#### [ESTRATTO DELLA PAGINA]
□ □ □ □ □

Sul Mes è scontro Pd-M5s. Giuseppi cede: non decido io

Palazzo Chigi se ne lava le mani: l'ultima parola spetta alle Camere. Ma intanto il decreto aprile resta bloccato

Sul Mes è scontro Pd-M5s. Giuseppi cede: non decido io

La maggioranza giallorossa si sfalda. Il Pd prova a mettere nell'angolo il presidente del Consiglio Giuseppe Conte su Mes e fase due. Il M5s alza un muro in difesa di Giuseppì. La tregua si rompe. I due azionisti di riferimento dell'esecutivo riprendono le armi. La mina che fa saltare in aria la maggioranza è il fondo salva Stati, misura che l'Ue mette a disposizione dei 27 Paesi per far fronte alla spesa sanitaria del coronavirus. Ma i fronti aperti sono tanti: dall'incertezza sulla ripartenza ai disastri dell'Inps nella gestione dei bonus. Il Pd spinge alle corde Conte, accusato di perdere tempo, senza dare una sterzata per uscire dal pantano. I toni (da parte delle due forze politiche) sono da campagna elettorale. Col passare delle ore la tensione sale. In serata il capo del governo ottiene una nuova tregua dalle due forze di maggioranza, precisando che l'ultima parola (sul Mes) spetterà alle Camere: «Se vi saranno condizionalità o meno» sul Mes lo giudicheremo alla fine. Quando saranno concretamente elaborati il Term sheet (contenente le principali caratteristiche del nuovo strumento), i Terms of reference (che definiranno termini e condizioni della linea di credito) e, infine, il Financial facility agreement, le condizioni di contratto che verranno predisposte per erogare i singoli finanziamenti. Solo allora potremo valutare se questa nuova linea di credito pone condizioni, quali condizioni pone, e solo allora potremo discutere se quel regolamento è conforme al nostro interesse nazionale. E questa discussione dovrà avvenire in modo pubblico e trasparente, dinanzi al Parlamento, al quale spetterà l'ultima parola», scrive su Facebook.

□ □ □ □ □

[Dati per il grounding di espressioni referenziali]
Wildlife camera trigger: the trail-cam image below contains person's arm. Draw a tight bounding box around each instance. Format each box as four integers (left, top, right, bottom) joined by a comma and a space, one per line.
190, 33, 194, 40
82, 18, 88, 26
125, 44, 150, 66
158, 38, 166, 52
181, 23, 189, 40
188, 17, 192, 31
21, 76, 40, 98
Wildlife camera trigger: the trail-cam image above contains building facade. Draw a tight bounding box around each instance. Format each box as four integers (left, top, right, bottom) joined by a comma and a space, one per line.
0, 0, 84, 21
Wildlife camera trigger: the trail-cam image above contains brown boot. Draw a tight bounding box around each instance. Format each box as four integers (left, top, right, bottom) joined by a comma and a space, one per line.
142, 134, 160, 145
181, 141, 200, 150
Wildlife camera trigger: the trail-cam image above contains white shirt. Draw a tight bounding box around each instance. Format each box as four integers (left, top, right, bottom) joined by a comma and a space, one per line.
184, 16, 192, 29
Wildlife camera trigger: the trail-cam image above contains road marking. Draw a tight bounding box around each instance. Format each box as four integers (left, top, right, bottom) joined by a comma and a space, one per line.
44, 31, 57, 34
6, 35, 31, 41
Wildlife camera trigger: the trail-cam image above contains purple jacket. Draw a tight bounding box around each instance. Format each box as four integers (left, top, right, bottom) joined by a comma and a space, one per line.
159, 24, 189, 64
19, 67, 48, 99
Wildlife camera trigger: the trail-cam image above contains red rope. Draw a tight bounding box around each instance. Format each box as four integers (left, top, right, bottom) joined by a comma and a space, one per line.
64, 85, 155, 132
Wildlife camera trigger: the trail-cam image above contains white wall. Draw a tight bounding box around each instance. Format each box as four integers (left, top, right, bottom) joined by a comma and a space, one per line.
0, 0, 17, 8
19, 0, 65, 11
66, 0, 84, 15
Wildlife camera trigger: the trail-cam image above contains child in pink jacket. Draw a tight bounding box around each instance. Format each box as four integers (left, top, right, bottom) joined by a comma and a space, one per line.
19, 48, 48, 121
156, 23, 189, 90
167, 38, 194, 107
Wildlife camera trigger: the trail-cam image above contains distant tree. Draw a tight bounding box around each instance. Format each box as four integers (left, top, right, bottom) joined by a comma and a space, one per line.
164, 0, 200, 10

□ □ □ □ □

#### [COMPITO OPERATIVO 1]
Rispondi alle seguenti domande sull'articolo sul Mes.
(a) A chi spetterà l'ultima parola sul Mes?
(b) In difesa di chi il M5s alza un muro?
(c) Su quale piattaforma scrive il capo del governo?
#### [COMPITO OPERATIVO 2]
Prosegui l'articolo sul Mes a partire dall'ultima frase riportata.

#### [SOLUZIONE ESERCIZIO 1]
(a) Alle Camere, cioè al Parlamento.
(b) Del presidente del Consiglio Giuseppe Conte.
(c) Su Facebook.

#### [SOLUZIONE ESERCIZIO 2]
L'appello del premier incassa l'ok dei ministri Dario Franceschini e Alfonso Bonafede, rispettivamente capidelegazione di Pd e M5s. Parole che chiudono una lunga giornata di polemiche. Iniziata con la batteria di fuoco grillino contro i dem. Vito Crimi - in un'intervista al Fatto Quotidiano lancia l'ultimatum: «Mi stupiscono le parole del Pd, perché mettono in discussione la linea del governo e del presidente del Consiglio Conte». Replica il capogruppo dem Graziano Delrio: «No, non si mette in discussione nulla. Abbiamo solo detto che se non ci sono condizioni capestro il nostro Paese deve utilizzare tutte le risorse, non capisco perché non utilizzare il fondo se c'è bisogno. I cinque stelle si scatenano. E parte l'attacco. «Delrio ha ammesso candidamente di non sapere nulla sul tema ma comunque, alla cieca, si è lanciato contro la linea sul Mes del governo e del presidente Conte», commenta Manlio Di Stefano, sottosegretario agli Esteri. Durissimo l'affondo di Stefano Buffagni, viceministro dello Sviluppo: «Il Mes non sono soldi regalati, ci impone dei limiti che dovrà pagare pure mio figlio fra 30 anni». Ma il dibattito tiene fermo il decreto Aprile: il governo deve decidere se inserire o no i 36 miliardi del fondo salva-Stati. La resa dei conti è attesa per il prossimo 21 aprile quando Conte riferirà (a due giorni dal Consiglio europeo) sulla trattativa con l'Ue. Dopo la sfuriata e prima dell'appello di Conte, il Pd aveva già ammorbidito i toni. Il ministro per gli Affari europei Enzo Amendola invitava alla calma: «Il negoziato non è concluso. Lavoriamo uniti nell'interesse di Italia e Europa». Ma rischia di crollare un altro pilastro del piano di Conte: la fase due. Dal Nazareno trapela l'ipotesi di un prolungamento del lockdown fino a metà maggio. Dubbi che investono anche la task force per la ricostruzione guidata da Vittorio Colao.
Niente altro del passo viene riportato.